Aim of the exercise ::
Return the whole listing exactly as it stands.

----------

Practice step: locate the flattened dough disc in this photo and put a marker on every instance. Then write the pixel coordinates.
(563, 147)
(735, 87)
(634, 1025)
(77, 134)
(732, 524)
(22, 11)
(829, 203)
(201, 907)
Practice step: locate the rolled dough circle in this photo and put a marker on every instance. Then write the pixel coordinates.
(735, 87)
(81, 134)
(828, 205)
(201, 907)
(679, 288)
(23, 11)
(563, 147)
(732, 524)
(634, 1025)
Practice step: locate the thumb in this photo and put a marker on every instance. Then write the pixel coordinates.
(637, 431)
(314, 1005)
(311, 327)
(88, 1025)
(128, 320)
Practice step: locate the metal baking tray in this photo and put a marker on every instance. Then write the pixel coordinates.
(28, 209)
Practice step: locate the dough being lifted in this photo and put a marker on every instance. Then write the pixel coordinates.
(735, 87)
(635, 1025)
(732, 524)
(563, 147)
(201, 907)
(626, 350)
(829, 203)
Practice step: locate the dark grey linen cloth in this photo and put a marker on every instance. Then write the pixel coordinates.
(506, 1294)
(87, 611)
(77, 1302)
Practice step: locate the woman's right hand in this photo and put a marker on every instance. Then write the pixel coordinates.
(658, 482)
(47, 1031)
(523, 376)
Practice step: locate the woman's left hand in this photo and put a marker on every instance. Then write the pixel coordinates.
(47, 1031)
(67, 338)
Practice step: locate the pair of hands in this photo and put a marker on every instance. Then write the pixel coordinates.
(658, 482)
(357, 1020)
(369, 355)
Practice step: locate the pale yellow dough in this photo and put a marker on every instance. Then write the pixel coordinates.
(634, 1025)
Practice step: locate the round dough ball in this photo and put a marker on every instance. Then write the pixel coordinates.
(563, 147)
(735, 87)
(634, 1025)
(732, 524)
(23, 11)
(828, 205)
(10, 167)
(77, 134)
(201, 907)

----------

Output ::
Practice step: locate the flattened dough disc in this photo and put a marker on every instance. Then write the pixel coordinates.
(563, 147)
(735, 87)
(634, 1025)
(77, 134)
(732, 524)
(22, 11)
(829, 203)
(201, 907)
Practice step: locate the rolled dough circle in this photo and put a marker on every instance. Then write the pixel coordinates.
(735, 87)
(81, 134)
(828, 205)
(201, 907)
(679, 288)
(23, 11)
(563, 147)
(732, 524)
(634, 1025)
Practice step: locate the thumb in this photo and put a marker on every instance. Then write the pixel coordinates.
(637, 431)
(314, 1005)
(311, 327)
(88, 1025)
(128, 320)
Practice step: locate the metal baking tray in this photo and put a marker on every instance. Then write the pixel coordinates.
(28, 209)
Practice step: locate the dough being lifted in this photo and put a marker on every instance. Then write the pixel coordinates.
(735, 87)
(635, 1025)
(732, 524)
(563, 147)
(201, 907)
(626, 350)
(829, 203)
Practice step: locate the dark grey linen cloth in this photo and put a marker on every instance. Then write the pixel coordinates.
(506, 1294)
(87, 611)
(77, 1302)
Practice step: locate the woman's right hand in this photo and put a marker on every instance. Then write the pixel coordinates.
(658, 482)
(47, 1031)
(523, 376)
Practice step: locate the woman's left hand in this photo and put a marker on every instance. Then write the pixel coordinates.
(47, 1031)
(67, 338)
Practice step: locate the pair of hands in this photo and put a marker on every instance. Then write the pixel coordinates.
(658, 482)
(357, 1020)
(369, 355)
Practice step: locate the pale yellow dough in this photo and put a marker on every instance. Then write the pixel coordinates.
(634, 1025)
Practice step: locate the round dough ball in this photo and put a marker on every instance. Then write the pixel coordinates.
(563, 147)
(735, 87)
(634, 1025)
(732, 524)
(23, 11)
(828, 205)
(10, 167)
(77, 134)
(201, 907)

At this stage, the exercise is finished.